Task prompt
Reproduce the records word for word, leaving out any pictures they hold.

● ● ● ● ● ● ●

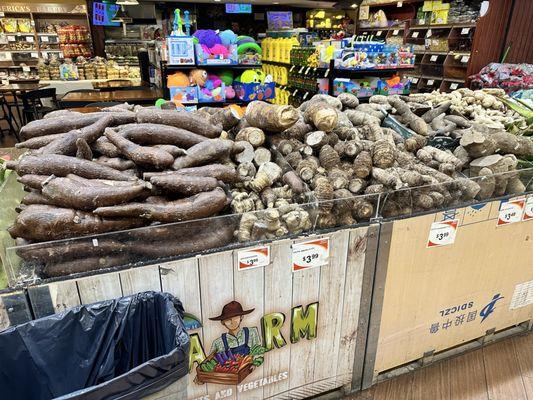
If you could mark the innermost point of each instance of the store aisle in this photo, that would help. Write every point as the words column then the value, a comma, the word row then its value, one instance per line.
column 500, row 371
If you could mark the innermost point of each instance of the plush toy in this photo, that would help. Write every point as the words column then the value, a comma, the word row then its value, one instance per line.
column 178, row 79
column 227, row 37
column 207, row 37
column 230, row 92
column 226, row 76
column 198, row 77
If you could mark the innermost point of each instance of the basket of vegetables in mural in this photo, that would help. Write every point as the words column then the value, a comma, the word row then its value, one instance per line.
column 227, row 368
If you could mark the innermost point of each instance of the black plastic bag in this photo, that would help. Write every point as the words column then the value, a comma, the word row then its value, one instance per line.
column 118, row 349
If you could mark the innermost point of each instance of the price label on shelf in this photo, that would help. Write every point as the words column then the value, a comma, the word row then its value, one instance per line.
column 310, row 254
column 253, row 258
column 442, row 233
column 528, row 209
column 511, row 211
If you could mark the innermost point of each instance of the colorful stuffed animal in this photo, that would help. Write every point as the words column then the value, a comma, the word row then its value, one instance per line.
column 198, row 77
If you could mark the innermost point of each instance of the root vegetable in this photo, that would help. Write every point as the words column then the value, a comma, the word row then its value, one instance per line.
column 184, row 184
column 83, row 150
column 220, row 172
column 174, row 151
column 362, row 164
column 150, row 134
column 103, row 146
column 348, row 100
column 267, row 174
column 41, row 222
column 323, row 116
column 140, row 155
column 202, row 205
column 383, row 154
column 328, row 157
column 416, row 123
column 254, row 136
column 39, row 141
column 60, row 165
column 270, row 117
column 68, row 193
column 179, row 119
column 205, row 152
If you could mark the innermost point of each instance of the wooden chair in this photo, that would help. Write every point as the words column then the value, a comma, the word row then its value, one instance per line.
column 33, row 107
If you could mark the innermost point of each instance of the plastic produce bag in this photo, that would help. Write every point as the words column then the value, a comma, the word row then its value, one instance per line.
column 125, row 348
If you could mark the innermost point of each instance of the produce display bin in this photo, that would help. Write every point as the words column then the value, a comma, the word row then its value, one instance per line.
column 437, row 296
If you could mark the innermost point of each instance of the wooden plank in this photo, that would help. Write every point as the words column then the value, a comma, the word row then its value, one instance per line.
column 353, row 286
column 467, row 377
column 305, row 290
column 504, row 381
column 431, row 382
column 14, row 309
column 181, row 279
column 140, row 279
column 216, row 289
column 524, row 352
column 249, row 289
column 99, row 287
column 278, row 298
column 331, row 302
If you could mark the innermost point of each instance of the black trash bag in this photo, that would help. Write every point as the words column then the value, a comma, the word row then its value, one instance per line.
column 125, row 348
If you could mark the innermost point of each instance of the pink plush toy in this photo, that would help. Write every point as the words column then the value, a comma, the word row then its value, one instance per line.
column 230, row 92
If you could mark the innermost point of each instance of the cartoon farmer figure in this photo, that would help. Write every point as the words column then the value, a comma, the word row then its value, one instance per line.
column 238, row 340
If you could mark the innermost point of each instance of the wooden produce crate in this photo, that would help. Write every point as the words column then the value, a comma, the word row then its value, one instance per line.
column 432, row 301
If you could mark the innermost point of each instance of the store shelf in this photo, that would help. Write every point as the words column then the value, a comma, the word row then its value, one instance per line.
column 281, row 64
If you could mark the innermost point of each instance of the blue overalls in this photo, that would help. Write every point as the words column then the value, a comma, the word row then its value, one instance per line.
column 243, row 349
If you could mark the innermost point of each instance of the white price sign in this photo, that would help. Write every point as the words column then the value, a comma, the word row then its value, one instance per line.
column 442, row 233
column 253, row 258
column 310, row 254
column 528, row 210
column 511, row 211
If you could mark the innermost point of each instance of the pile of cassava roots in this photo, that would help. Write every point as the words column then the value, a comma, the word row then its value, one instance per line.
column 272, row 172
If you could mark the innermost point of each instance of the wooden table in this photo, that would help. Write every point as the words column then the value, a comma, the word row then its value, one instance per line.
column 136, row 96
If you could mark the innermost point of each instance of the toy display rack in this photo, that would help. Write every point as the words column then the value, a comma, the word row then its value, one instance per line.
column 166, row 68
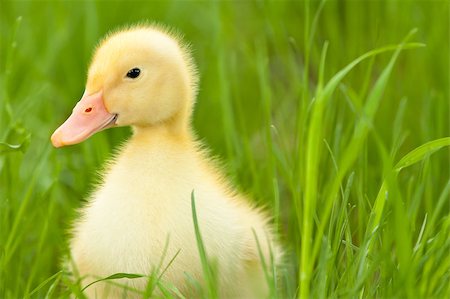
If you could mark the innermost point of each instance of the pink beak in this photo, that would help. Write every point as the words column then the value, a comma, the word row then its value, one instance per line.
column 88, row 117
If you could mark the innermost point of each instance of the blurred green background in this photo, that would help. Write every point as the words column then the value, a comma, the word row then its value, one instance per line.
column 259, row 68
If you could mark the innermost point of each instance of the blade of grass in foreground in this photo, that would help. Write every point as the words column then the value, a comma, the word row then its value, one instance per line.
column 208, row 270
column 313, row 153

● ● ● ● ● ● ●

Problem solution
If you could mark the innermost point of each instance of the store aisle in this photo, that would help. Write every point as the words column then the value, a comma, the word row then its value, one instance per line.
column 500, row 371
If you could mark the innermost point of each instance of the plush toy in this photo, that would help. Write every point as the words column then the value, a comma, the word row then its value, one instance per line.
column 178, row 79
column 227, row 37
column 207, row 37
column 230, row 92
column 226, row 76
column 198, row 77
If you could mark the innermost point of each instance of the basket of vegetables in mural in this photo, that would help. Write every point as the words column then the value, a comma, the word row then its value, one instance per line.
column 227, row 368
If you could mark the innermost point of each instance of the black plastic bag in this photo, that would help. Write every point as the words column then the value, a comma, the word row then its value, one instance per line.
column 118, row 349
If you could mark the innermost point of each instance of the price label on shelf in this photo, that would help. Write every point as the words column then the value, a comma, the word row then its value, one instance per line.
column 310, row 254
column 253, row 258
column 442, row 233
column 528, row 209
column 511, row 211
If you could mark the innermost point of each instance of the colorful stuffed animal in this photo, that would help. Write every point as the words column then the value, a comma, the word row then its value, one instance per line.
column 198, row 77
If you could mark the innermost point of each instance of the root vegetable in this photo, that would help. Write every point as the words column then the value, a comma, the word row then its value, one instance per line.
column 184, row 184
column 83, row 150
column 220, row 172
column 174, row 151
column 362, row 164
column 150, row 134
column 103, row 146
column 348, row 100
column 267, row 174
column 41, row 222
column 323, row 116
column 140, row 155
column 202, row 205
column 383, row 154
column 328, row 157
column 416, row 123
column 254, row 136
column 39, row 141
column 60, row 165
column 270, row 117
column 68, row 193
column 179, row 119
column 205, row 152
If you could mark the innermost point of each instance of the wooden chair in this photo, that would help. Write every point as the words column then the value, a comma, the word row then its value, one instance per line.
column 33, row 107
If you could mark the innermost point of each instance of the plastic produce bag in this photo, that would help. Write every point as the words column then the value, a comma, the word row then its value, one instance per line.
column 125, row 348
If you could mark the innermost point of each instance of the produce display bin in this photo, that would help. Write every point as the words column then the value, a comma, the word row then its value, one instance per line.
column 437, row 296
If you could mark the innermost point of each instance of the wooden plank in this photo, that would help. Write every point as the words column then the value, a comma, the word row then its value, one instance per line.
column 353, row 286
column 467, row 377
column 305, row 290
column 504, row 381
column 431, row 382
column 14, row 309
column 181, row 279
column 140, row 279
column 216, row 289
column 524, row 352
column 249, row 289
column 99, row 287
column 278, row 298
column 331, row 302
If you could mark the innermost point of each instance of the black trash bag in this photo, that would help. Write every point as the words column then the value, a comma, the word row then its value, one instance per line.
column 125, row 348
If you could mark the innermost point of each instance of the pink plush toy in this photo, that would help. Write every point as the words column then the value, a comma, the word row then its value, one instance per line.
column 230, row 92
If you could mark the innermost point of each instance of the cartoon farmer figure in this photo, that would help. Write every point as the words column then the value, a comma, the word row then its value, one instance per line.
column 238, row 340
If you could mark the innermost point of each instance of the wooden produce crate in this photo, that would help. Write every point as the words column then the value, a comma, the word row then its value, one instance per line.
column 432, row 301
If you could mark the innermost point of each instance of the store shelf in this photo, that would help. Write every point as the words column then the value, a comma, the word row then its value, one instance per line.
column 281, row 64
If you could mark the innermost point of each instance of the blue overalls in this photo, that would help. Write every point as the words column then the value, a comma, the word row then its value, one instance per line.
column 243, row 349
If you could mark the innermost point of each instance of the white price sign in this photo, that would help. Write every point as the words column then the value, a comma, the word row then its value, one instance per line.
column 442, row 233
column 253, row 258
column 310, row 254
column 528, row 210
column 511, row 211
If you could mark the innermost point of each instance of the pile of cassava roots in this photo, that would help. Write every point as the words column then the value, a comma, the word row then its value, one instance per line.
column 272, row 172
If you could mark the innermost point of each instance of the wooden table in this photo, that would help. Write every point as the words column then the value, a comma, the word row then its value, one instance per line.
column 136, row 96
If you could mark the innermost point of each instance of the toy display rack in this photo, that would help. Write every point as the words column then the value, a comma, the word row then its value, one instance per line.
column 166, row 68
If you could mark the innermost point of each instance of the pink beak in this photo, that would help. Write every point as the words column then the value, a comma, the word row then its value, one instance per line.
column 88, row 117
If you could mark the innermost point of each instance of the blurred green background in this photo, that would help. Write every point as the words column then the value, a comma, the word row then its value, one instance per line.
column 259, row 68
If you could mark the innermost point of each instance of the blade of grass in foreground in this photo, that would help. Write every point as the words column then the value, a comma, the word row then its value, one instance per line.
column 208, row 270
column 313, row 153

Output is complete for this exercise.